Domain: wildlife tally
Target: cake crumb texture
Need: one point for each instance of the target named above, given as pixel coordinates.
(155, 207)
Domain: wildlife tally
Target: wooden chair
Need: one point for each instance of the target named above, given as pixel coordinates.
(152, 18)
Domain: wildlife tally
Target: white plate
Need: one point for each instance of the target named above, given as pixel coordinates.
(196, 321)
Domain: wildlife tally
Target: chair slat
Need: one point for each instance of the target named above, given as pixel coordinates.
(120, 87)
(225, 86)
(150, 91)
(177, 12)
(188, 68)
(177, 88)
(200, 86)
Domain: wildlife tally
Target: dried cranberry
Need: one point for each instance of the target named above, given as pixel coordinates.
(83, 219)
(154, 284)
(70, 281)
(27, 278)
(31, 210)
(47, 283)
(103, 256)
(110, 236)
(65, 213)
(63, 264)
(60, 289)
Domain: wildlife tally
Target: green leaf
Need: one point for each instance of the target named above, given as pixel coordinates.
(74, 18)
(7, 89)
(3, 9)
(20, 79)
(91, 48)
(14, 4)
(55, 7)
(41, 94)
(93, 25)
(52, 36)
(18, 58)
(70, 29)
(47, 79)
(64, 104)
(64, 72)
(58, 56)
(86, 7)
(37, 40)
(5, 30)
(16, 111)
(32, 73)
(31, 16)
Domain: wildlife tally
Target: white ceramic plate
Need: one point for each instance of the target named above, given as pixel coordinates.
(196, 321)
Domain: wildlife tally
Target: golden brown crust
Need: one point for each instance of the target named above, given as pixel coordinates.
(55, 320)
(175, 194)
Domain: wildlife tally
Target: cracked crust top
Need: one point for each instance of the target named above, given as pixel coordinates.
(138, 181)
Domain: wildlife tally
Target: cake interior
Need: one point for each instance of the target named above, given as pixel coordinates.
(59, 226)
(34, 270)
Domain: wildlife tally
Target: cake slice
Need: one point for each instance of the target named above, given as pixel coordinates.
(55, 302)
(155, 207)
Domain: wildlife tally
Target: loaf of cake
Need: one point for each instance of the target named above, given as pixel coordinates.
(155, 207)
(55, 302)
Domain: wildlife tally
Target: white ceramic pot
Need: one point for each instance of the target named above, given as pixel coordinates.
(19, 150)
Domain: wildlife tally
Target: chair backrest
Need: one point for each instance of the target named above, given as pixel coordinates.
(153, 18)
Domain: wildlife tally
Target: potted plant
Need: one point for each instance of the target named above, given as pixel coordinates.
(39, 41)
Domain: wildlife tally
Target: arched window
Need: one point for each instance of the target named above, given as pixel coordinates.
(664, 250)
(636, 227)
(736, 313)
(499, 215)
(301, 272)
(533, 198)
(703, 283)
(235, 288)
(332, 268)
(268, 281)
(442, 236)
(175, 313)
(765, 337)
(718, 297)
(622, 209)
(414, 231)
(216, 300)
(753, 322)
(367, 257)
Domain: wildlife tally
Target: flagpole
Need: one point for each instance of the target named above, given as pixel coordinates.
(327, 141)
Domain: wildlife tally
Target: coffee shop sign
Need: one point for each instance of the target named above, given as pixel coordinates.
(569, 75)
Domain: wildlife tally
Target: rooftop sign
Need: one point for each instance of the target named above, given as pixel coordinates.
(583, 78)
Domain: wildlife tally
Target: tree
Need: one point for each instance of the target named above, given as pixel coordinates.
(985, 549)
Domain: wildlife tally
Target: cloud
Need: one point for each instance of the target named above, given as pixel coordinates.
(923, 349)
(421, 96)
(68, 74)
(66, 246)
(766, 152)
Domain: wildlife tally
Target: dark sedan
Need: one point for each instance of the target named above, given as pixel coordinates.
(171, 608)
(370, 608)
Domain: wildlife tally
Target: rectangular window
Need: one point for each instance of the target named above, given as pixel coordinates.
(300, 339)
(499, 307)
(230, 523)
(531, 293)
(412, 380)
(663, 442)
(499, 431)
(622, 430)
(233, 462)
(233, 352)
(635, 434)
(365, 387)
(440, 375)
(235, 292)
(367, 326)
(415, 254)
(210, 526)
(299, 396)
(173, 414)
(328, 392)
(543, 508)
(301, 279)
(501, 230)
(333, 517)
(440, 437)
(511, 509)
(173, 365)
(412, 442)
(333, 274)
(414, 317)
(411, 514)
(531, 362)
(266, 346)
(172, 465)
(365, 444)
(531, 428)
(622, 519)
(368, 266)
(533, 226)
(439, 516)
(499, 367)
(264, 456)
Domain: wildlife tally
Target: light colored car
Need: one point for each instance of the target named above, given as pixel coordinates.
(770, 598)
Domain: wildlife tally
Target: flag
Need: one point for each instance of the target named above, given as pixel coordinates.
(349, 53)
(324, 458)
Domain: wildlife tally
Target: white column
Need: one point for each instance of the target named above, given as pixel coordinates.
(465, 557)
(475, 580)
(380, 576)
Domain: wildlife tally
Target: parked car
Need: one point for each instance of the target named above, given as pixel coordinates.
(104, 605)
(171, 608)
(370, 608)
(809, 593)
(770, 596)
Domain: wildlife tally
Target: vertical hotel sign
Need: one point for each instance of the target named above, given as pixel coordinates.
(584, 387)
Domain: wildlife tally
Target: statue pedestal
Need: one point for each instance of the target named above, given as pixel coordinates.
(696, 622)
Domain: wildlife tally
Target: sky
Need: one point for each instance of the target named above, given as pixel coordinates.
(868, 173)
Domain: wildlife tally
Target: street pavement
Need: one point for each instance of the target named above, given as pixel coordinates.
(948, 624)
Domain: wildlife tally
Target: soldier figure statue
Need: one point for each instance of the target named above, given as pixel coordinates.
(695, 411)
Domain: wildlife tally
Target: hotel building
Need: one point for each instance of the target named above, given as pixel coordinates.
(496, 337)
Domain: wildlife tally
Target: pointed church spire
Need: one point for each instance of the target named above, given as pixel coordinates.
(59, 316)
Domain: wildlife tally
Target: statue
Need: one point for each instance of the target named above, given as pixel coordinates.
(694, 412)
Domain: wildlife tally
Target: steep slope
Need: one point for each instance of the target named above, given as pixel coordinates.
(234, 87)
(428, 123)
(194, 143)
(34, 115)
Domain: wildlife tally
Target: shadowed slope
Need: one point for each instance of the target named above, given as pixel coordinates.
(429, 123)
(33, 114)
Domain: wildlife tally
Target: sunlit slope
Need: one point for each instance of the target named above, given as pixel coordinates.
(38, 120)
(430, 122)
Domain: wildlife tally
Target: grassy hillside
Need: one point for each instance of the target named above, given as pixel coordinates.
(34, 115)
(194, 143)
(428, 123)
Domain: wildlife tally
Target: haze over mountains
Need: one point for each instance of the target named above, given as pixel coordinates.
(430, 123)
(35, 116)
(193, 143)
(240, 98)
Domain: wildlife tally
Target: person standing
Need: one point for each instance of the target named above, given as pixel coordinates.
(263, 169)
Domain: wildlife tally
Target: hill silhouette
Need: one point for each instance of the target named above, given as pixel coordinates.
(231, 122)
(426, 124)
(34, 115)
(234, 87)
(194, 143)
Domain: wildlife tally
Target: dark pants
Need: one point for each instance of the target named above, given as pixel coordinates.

Requirement: Each line in the material above must be retyped without alteration.

Task solution:
Domain: wildlife tally
Target: cake crumb texture
Need: one point for each instance of the target named above, given as pixel coordinates.
(155, 207)
Domain: wildlife tally
Target: wooden chair
Need: one point for each instance of the target named above, given as pixel coordinates.
(152, 18)
Domain: wildlife tally
Target: white plate
Need: one point for each instance of the target named above, given as pixel coordinates.
(196, 321)
Domain: wildlife tally
Target: chair slat
Need: one point for each instance of the target named above, given as pixel coordinates.
(120, 87)
(225, 86)
(150, 91)
(177, 12)
(188, 68)
(177, 88)
(200, 86)
Domain: wildlife tally
Target: dried cranberry
Need: one point for each instance of the target named above, given as pixel coordinates.
(83, 219)
(154, 284)
(70, 281)
(27, 278)
(31, 210)
(47, 283)
(103, 256)
(110, 236)
(65, 213)
(63, 264)
(60, 289)
Domain: wildlife tally
Target: green leaf
Need: one point for each instance of the target named above, given as pixel coordinates.
(74, 18)
(7, 89)
(3, 9)
(20, 79)
(91, 48)
(14, 4)
(55, 7)
(41, 94)
(93, 25)
(52, 36)
(18, 58)
(70, 29)
(47, 79)
(64, 104)
(64, 72)
(58, 56)
(86, 7)
(37, 40)
(5, 30)
(16, 111)
(32, 73)
(31, 16)
Domain: wildlife tally
Target: white ceramic plate
Need: one point for each instance of the target named above, given as pixel coordinates.
(196, 321)
Domain: wildlife tally
Target: golden brown crust
Need: one point for each instance of the target named above, given as pixel coordinates.
(55, 320)
(175, 194)
Domain: wildlife tally
Target: cracked crust top
Need: one point for each instance of the target named above, given as pixel coordinates.
(138, 181)
Domain: wildlife tally
Target: cake interior
Need: one point for each instance of the target named above, given as pixel coordinates.
(59, 226)
(34, 270)
Domain: wildlife tally
Target: cake slice
Need: one point for each instance of the target named above, given as pixel coordinates.
(55, 302)
(155, 207)
Domain: wildlife tally
Target: loaf of cake
Need: one point for each instance of the target named above, given as pixel coordinates.
(155, 207)
(55, 302)
Domain: wildlife tally
Target: white ceramic pot
Need: one point for each instance of the target named above, given as pixel coordinates.
(19, 150)
Domain: wildlife tally
Target: chair backrest
Need: one point for each instance of the target named above, given as pixel coordinates.
(153, 18)
Domain: wildlife tally
Target: potted plant
Need: one point for each instance of the target named above, given as pixel coordinates.
(39, 41)
Domain: wildlife tally
Target: arched window
Need: one point for each instance of the target named above, given as pixel coordinates.
(664, 250)
(636, 227)
(736, 313)
(499, 215)
(301, 272)
(533, 198)
(703, 283)
(235, 288)
(332, 268)
(268, 281)
(442, 236)
(175, 313)
(765, 337)
(718, 297)
(622, 209)
(414, 231)
(216, 300)
(753, 322)
(367, 257)
Domain: wildlife tally
Target: flagpole
Need: one point for each instance of the target named above, given as pixel coordinates.
(327, 141)
Domain: wildlife tally
Target: coffee shop sign
Need: one point for each instance of the target named above, given as pixel coordinates.
(569, 75)
Domain: wildlife tally
Target: rooftop sign
Need: one point for each instance of the target named above, given as pixel coordinates.
(583, 78)
Domain: wildlife tally
Target: tree
Need: one point for each instance of the target named above, given as pixel coordinates.
(985, 549)
Domain: wildlife tally
Target: cloud
Need: one point for each instance of the target named above, given as pixel coordinates.
(923, 349)
(421, 96)
(68, 74)
(66, 246)
(766, 152)
Domain: wildlife tally
Target: dark sedan
Need: one point for each instance of the target named above, given as pixel coordinates.
(171, 608)
(370, 608)
Domain: wildlife tally
Target: rectangular window
Need: one point for each instance of the target named above, given as pixel coordinates.
(300, 339)
(499, 307)
(230, 523)
(531, 293)
(412, 380)
(663, 442)
(499, 431)
(622, 430)
(233, 462)
(233, 352)
(635, 434)
(365, 387)
(440, 375)
(235, 292)
(367, 326)
(415, 254)
(210, 526)
(299, 396)
(173, 414)
(328, 392)
(543, 508)
(301, 279)
(501, 230)
(333, 517)
(440, 437)
(511, 509)
(173, 365)
(412, 442)
(333, 274)
(414, 317)
(411, 514)
(531, 362)
(266, 346)
(172, 465)
(365, 444)
(531, 428)
(622, 519)
(368, 266)
(533, 226)
(439, 516)
(499, 367)
(264, 456)
Domain: wildlife tally
Target: light colored car
Need: one point for each instance of the target named above, given as pixel coordinates.
(770, 598)
Domain: wildlife tally
Target: flag
Need: one point for each instance of the target named above, given as pixel coordinates.
(349, 53)
(324, 458)
Domain: wildlife tally
Target: white column
Need: one point for each instance of the target named above, given as pixel coordinates.
(465, 557)
(475, 580)
(380, 576)
Domain: wildlife tally
Target: parked car
Need: one point for each instance of the target named above, given as pixel coordinates.
(104, 605)
(171, 608)
(370, 608)
(809, 593)
(770, 596)
Domain: wildlife tally
Target: vertical hotel sign
Need: one point for each instance of the target named above, given as pixel coordinates.
(584, 387)
Domain: wildlife tally
Target: statue pedestal
Need: one point for each instance of the target named above, given as pixel coordinates.
(696, 622)
Domain: wildlife tally
Target: sky
Need: one point for each instance of the target named above, given as pixel coordinates.
(868, 173)
Domain: wildlife tally
Target: street pavement
Need: one point for each instance of the target named above, given as pixel coordinates.
(948, 624)
Domain: wildlife tally
Target: soldier figure statue
Need: one point for each instance of the target named above, given as pixel coordinates.
(695, 411)
Domain: wildlife tally
Target: hotel building
Need: one point for each instance of the target named above, given as pixel coordinates.
(496, 337)
Domain: wildlife tally
Target: pointed church spire
Need: one point for each instance of the target named above, given as pixel coordinates.
(59, 316)
Domain: wildlife tally
Target: statue
Need: one point for each instance of the target named above, given as pixel coordinates.
(694, 412)
Domain: wildlife tally
Target: steep slope
Need: one point for each instance of the target named above, given as pixel coordinates.
(234, 87)
(428, 123)
(194, 143)
(34, 115)
Domain: wildlife tally
Target: shadowed slope
Need: one point for each instance of the target named above, given as pixel coordinates.
(429, 123)
(33, 114)
Domain: wildlife tally
Target: sunlit slope
Need: one point for each instance of the target named above, given as pixel coordinates.
(38, 120)
(430, 122)
Domain: wildlife tally
Target: grassy hillside
Need: one point for each instance of the target named above, given as pixel coordinates.
(34, 115)
(194, 143)
(428, 123)
Domain: wildlife tally
Target: haze over mountains
Need: one point for each instance of the target named above, given as pixel coordinates.
(430, 123)
(35, 116)
(193, 143)
(240, 98)
Domain: wildlife tally
Target: person standing
Need: one point for each instance of the target named above, given as pixel coordinates.
(263, 169)
Domain: wildlife tally
Target: hill silhouette
Need: one point for each instance of the target named above, given as pixel coordinates.
(231, 122)
(426, 124)
(34, 115)
(234, 87)
(194, 143)
Domain: wildlife tally
Target: dark pants
Need: one point for each instance of the target named above, given as pixel coordinates.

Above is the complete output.